[Source data]
-- Opening Marker --

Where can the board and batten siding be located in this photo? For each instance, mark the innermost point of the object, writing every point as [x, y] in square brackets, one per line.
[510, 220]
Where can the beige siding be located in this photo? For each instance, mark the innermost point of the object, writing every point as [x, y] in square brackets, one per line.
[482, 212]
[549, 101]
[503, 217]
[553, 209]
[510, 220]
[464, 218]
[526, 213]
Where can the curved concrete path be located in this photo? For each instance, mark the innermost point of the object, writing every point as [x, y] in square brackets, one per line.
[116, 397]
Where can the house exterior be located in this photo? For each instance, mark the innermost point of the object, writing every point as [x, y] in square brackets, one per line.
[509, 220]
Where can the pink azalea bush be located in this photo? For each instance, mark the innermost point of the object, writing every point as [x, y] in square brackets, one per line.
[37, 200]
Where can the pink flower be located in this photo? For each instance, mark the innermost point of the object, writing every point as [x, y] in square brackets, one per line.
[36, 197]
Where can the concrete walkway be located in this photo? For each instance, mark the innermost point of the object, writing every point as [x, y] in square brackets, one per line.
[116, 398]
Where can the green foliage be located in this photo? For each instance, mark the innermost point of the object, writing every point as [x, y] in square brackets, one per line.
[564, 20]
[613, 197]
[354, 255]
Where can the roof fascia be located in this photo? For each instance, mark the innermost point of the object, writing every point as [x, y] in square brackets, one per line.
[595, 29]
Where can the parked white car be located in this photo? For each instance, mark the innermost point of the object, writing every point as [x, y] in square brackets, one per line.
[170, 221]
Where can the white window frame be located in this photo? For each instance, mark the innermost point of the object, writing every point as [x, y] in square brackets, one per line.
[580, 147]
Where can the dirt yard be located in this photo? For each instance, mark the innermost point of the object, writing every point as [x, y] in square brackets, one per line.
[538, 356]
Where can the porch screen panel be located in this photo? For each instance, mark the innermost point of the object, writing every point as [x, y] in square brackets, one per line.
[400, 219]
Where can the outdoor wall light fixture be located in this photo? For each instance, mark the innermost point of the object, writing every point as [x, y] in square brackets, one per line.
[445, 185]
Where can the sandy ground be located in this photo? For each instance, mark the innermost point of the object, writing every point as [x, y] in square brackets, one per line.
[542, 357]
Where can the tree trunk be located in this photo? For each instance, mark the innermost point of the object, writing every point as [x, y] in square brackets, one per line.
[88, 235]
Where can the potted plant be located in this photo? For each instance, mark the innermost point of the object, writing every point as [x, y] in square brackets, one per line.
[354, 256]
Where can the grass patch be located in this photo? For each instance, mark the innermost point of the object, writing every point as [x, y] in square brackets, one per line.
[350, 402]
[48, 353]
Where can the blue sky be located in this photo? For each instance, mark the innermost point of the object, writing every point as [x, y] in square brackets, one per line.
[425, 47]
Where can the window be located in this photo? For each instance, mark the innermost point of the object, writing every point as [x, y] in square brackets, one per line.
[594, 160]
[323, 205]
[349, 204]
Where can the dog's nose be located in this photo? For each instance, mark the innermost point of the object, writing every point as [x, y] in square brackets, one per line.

-- Closing Marker --
-- Opening Marker --

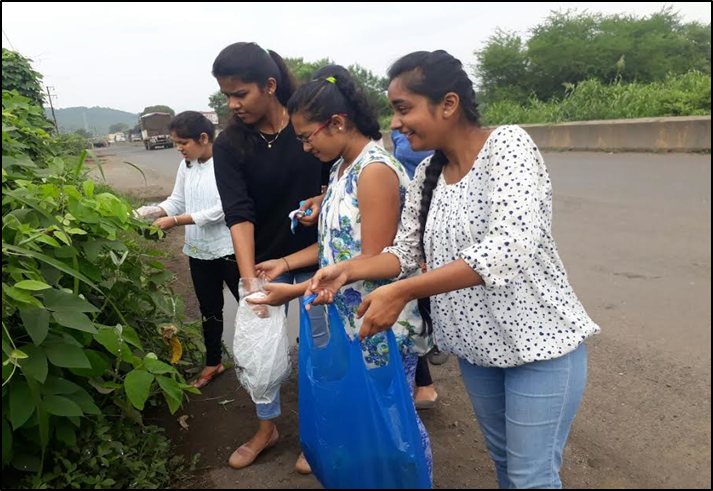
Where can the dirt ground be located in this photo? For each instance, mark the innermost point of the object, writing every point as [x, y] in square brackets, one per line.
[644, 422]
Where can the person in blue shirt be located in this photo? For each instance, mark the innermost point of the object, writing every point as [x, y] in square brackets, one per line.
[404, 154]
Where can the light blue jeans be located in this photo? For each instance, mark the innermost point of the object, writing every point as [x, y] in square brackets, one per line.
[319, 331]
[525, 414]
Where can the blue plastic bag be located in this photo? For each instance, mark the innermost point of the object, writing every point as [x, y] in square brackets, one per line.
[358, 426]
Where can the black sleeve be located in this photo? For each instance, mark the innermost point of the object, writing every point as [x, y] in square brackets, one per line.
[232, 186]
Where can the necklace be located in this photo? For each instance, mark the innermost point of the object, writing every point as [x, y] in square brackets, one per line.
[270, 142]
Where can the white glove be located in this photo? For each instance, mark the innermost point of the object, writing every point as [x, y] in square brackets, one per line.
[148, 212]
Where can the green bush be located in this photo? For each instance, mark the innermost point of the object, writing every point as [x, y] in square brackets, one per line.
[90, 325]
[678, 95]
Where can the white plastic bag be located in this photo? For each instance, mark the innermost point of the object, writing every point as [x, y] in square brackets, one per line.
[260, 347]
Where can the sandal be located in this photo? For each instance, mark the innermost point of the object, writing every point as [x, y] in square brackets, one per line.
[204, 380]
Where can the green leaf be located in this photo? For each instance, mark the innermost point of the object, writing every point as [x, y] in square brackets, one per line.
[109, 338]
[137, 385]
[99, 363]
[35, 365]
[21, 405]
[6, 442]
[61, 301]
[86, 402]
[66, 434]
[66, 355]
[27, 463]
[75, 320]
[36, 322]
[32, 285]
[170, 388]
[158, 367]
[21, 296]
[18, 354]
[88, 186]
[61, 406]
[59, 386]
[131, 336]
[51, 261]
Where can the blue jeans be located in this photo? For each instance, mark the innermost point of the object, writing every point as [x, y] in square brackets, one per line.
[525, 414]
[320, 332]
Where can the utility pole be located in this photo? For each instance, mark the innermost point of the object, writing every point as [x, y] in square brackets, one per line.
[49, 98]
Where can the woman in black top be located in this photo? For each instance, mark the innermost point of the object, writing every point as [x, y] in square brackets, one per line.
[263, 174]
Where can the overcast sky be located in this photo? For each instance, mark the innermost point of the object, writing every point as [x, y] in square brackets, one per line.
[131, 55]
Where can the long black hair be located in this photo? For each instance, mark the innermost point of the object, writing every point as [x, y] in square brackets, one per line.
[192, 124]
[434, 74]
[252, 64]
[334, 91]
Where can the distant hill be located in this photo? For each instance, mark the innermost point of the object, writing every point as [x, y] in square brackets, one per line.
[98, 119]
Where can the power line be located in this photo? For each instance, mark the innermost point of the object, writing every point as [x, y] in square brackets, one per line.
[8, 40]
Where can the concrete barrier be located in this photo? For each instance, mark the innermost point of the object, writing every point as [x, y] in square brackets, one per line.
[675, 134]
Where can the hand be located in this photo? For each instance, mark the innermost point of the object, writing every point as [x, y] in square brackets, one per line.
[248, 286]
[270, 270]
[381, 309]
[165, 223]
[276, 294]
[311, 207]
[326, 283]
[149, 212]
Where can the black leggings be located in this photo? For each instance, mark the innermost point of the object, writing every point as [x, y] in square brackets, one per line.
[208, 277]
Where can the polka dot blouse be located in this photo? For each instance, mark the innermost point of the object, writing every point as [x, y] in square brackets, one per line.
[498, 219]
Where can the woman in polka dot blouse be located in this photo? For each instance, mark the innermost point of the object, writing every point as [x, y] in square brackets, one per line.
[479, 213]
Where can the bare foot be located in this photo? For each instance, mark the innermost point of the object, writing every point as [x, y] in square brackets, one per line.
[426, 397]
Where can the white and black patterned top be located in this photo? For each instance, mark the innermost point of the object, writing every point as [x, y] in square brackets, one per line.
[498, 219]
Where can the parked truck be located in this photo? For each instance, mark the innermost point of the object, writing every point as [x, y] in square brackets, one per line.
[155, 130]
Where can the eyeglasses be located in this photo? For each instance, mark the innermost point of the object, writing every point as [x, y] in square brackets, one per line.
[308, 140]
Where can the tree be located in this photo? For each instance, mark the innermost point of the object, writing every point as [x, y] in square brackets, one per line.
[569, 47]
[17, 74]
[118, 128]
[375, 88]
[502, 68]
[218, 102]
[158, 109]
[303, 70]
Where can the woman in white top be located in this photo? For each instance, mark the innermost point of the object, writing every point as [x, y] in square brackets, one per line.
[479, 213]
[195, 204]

-- Closing Marker --
-- Opening Marker --

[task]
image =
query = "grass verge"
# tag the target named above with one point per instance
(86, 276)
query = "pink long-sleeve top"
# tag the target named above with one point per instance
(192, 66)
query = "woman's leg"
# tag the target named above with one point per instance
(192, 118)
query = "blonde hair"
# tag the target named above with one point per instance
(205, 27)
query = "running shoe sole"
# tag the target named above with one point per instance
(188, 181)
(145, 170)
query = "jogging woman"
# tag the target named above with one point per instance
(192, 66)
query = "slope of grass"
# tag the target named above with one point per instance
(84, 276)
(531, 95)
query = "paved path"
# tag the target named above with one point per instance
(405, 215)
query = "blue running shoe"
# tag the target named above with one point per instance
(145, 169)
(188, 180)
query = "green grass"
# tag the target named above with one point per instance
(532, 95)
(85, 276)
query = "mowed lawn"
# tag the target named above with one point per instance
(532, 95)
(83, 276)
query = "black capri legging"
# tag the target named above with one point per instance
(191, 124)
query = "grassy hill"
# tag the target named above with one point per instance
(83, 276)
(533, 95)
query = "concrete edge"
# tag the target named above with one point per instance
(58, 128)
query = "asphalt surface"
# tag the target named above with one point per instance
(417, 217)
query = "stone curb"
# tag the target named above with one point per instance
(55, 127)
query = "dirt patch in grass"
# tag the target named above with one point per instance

-- Closing Marker --

Among the entries above, identify all lines with "running" and copy them.

■ **Result for this exercise**
query = "running shoe sole"
query = "blue running shoe"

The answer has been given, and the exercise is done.